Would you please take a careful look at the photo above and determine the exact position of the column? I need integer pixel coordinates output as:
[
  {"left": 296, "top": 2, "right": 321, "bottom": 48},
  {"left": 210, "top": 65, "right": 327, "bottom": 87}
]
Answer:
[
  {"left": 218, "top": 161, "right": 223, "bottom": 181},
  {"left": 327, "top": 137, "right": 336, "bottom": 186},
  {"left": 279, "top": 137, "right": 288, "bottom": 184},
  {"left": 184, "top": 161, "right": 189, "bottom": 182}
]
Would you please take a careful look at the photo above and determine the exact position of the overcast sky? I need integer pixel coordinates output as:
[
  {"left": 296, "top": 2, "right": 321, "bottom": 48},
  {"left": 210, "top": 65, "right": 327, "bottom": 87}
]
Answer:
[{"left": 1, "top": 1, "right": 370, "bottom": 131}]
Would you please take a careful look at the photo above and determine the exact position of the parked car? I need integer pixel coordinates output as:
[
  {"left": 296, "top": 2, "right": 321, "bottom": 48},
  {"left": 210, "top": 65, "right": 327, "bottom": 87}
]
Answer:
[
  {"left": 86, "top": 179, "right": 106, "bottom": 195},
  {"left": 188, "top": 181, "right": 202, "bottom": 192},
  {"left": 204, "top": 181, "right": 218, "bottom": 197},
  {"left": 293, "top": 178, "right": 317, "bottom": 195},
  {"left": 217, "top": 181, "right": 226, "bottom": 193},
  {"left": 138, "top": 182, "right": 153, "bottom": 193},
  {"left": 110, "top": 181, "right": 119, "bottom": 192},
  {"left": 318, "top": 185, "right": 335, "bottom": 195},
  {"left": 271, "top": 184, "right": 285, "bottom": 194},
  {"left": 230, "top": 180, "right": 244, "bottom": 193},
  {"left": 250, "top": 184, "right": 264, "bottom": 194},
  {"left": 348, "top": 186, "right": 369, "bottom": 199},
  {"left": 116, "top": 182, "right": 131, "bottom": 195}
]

════════════════

=== What to do ===
Print each record again. Nothing may be left out.

=== Result of this task ===
Would you please take a careful look at the photo above and determine the exact position of the column? I need integer pixel coordinates output as:
[
  {"left": 296, "top": 2, "right": 321, "bottom": 48},
  {"left": 210, "top": 65, "right": 327, "bottom": 87}
]
Answer:
[
  {"left": 218, "top": 161, "right": 223, "bottom": 181},
  {"left": 327, "top": 137, "right": 336, "bottom": 186},
  {"left": 279, "top": 137, "right": 288, "bottom": 184},
  {"left": 184, "top": 161, "right": 189, "bottom": 182}
]
Would you please take a careful look at the photo above and determine the exact position of the overcast sky? I need integer pixel coordinates output as:
[
  {"left": 296, "top": 2, "right": 321, "bottom": 48},
  {"left": 210, "top": 65, "right": 327, "bottom": 87}
]
Answer:
[{"left": 1, "top": 1, "right": 370, "bottom": 131}]
Would you please take a careful look at the photo above and determine the exact position of the parked car? I need integer pixel coordinates output as:
[
  {"left": 296, "top": 2, "right": 321, "bottom": 48},
  {"left": 210, "top": 65, "right": 327, "bottom": 87}
]
Answer:
[
  {"left": 86, "top": 179, "right": 106, "bottom": 195},
  {"left": 188, "top": 181, "right": 202, "bottom": 192},
  {"left": 204, "top": 181, "right": 218, "bottom": 197},
  {"left": 293, "top": 178, "right": 317, "bottom": 195},
  {"left": 217, "top": 181, "right": 226, "bottom": 193},
  {"left": 138, "top": 182, "right": 153, "bottom": 193},
  {"left": 110, "top": 181, "right": 119, "bottom": 192},
  {"left": 318, "top": 185, "right": 335, "bottom": 195},
  {"left": 271, "top": 184, "right": 285, "bottom": 194},
  {"left": 230, "top": 180, "right": 244, "bottom": 193},
  {"left": 250, "top": 184, "right": 264, "bottom": 194},
  {"left": 348, "top": 186, "right": 369, "bottom": 199},
  {"left": 116, "top": 182, "right": 131, "bottom": 195}
]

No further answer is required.